Supplied entries below:

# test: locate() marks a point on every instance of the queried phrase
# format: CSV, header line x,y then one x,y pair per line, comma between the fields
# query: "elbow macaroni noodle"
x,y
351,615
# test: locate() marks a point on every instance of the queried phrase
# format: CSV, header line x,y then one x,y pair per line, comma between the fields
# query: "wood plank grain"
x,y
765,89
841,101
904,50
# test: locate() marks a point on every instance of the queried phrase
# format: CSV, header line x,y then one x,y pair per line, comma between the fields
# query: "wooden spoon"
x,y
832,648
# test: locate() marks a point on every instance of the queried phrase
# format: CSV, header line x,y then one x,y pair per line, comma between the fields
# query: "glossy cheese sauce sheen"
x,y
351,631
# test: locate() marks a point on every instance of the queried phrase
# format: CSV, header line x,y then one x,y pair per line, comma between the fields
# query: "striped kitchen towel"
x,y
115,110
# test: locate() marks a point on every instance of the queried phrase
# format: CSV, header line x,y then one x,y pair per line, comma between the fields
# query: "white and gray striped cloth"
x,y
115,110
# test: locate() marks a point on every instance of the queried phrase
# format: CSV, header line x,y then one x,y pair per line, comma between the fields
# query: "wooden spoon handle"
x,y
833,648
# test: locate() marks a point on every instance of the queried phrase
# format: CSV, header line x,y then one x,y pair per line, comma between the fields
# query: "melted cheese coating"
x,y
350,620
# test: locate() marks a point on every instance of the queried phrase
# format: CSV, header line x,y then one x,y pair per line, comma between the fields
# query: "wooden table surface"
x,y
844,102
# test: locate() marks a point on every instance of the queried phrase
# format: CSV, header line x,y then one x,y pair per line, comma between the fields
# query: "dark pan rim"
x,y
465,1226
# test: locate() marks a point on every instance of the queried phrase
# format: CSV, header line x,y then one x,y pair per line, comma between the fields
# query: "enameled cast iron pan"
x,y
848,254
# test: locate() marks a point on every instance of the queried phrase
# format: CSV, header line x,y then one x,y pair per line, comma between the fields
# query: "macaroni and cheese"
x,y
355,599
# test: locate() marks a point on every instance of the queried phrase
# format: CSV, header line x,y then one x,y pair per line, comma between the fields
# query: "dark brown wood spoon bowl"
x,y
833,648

End of Supplied entries.

**Exercise**
Restate the entries. Match them exactly.

**Solution below**
# test: locate() marks a point on every instance of the queried phrase
# format: CSV, header line x,y then one x,y pair per line, comma between the fields
# query: "elbow macaroni noodle"
x,y
351,615
# test: locate() marks a point on every instance of the queried phrase
# format: CSV, header line x,y then one x,y pair per line, comma between the fields
# query: "wood plank grain"
x,y
765,89
841,101
904,50
# test: locate() marks a point on every instance of the queried phrase
# format: CSV, header line x,y then one x,y pair per line, comma between the fields
# query: "wooden spoon"
x,y
832,648
# test: locate() marks a point on every instance of the queried phrase
# format: CSV, header line x,y then one x,y pair per line, comma between the fields
# query: "glossy cheese sauce sheen"
x,y
351,631
# test: locate() marks a point on every instance of the queried phrase
# format: CSV, header line x,y then one x,y pair per line, comma between the fields
# query: "striped kitchen towel"
x,y
115,110
# test: locate() marks a point on every instance of the queried phrase
# format: CSV, header line x,y then one x,y pair per line, comma between the fields
# query: "white and gray striped cloth"
x,y
115,110
# test: locate() marks a point on every instance of the queried phrase
# format: CSV, header line x,y then one x,y pair per line, comma between the fields
# query: "wooden spoon handle"
x,y
833,648
# test: locate() marks a point on every instance of the queried phrase
# format: CSV, header line x,y then one x,y pair per line, comma between the fields
# query: "melted cheese coating"
x,y
350,620
# test: locate() marks a point on every instance of the queried phrase
# format: CSV, header line x,y then one x,y pair per line, comma between the fields
# query: "wooden table surface"
x,y
844,102
# test: locate() marks a point on every instance of the queried phrase
# format: CSV, header line x,y then one x,y pair per line, comma between the fields
# query: "dark pan rim"
x,y
465,1226
# test: locate() marks a point on every instance of the queried phrase
# format: CSV, header line x,y then one x,y pair per line, comma between the fields
# query: "enameled cast iron pan"
x,y
848,254
# test: locate() marks a point on every instance of the queried phrase
# format: CSV, header line x,y then one x,y pair per line, comma between the fields
# query: "macaroni and cheese"
x,y
355,599
# test: locate() marks a point on every instance of the queried phrase
# format: CSV, header line x,y then one x,y pair per line, comma between the fields
# query: "dark brown wood spoon bowl"
x,y
833,648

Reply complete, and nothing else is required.